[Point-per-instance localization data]
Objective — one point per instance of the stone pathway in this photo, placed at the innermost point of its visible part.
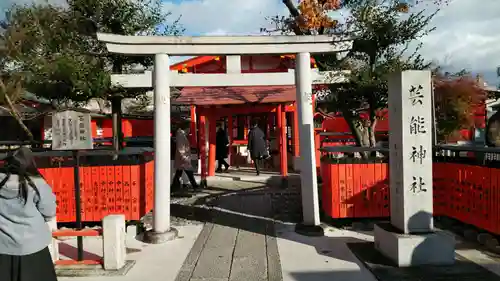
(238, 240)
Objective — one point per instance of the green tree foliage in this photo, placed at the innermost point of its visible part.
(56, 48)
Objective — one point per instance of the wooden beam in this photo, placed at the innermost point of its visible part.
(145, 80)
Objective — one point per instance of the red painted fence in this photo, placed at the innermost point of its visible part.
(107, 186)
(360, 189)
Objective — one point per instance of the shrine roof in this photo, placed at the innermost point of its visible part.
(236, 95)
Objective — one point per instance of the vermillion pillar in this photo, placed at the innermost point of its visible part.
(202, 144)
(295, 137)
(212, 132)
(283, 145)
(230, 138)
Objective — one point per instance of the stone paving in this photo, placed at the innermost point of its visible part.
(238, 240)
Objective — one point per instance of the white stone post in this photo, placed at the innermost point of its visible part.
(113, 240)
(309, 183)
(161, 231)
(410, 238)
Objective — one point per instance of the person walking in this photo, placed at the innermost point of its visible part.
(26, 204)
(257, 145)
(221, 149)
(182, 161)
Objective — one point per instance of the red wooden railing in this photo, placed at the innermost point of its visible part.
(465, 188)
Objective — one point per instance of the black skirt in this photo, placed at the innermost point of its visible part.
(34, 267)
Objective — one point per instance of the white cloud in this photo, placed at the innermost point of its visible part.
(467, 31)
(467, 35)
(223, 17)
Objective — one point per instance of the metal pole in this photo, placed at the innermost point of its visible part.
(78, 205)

== YOUR ASSIGNMENT ==
Lines before the one containing "Objective — one point per instance of the metal" are left out. Repeat that line and all lines after it in the records above exactly.

== ANSWER FOR THIS EXERCISE ==
Objective — one point per instance of the metal pole in this photo, placed at the innermost point of its visible part.
(78, 205)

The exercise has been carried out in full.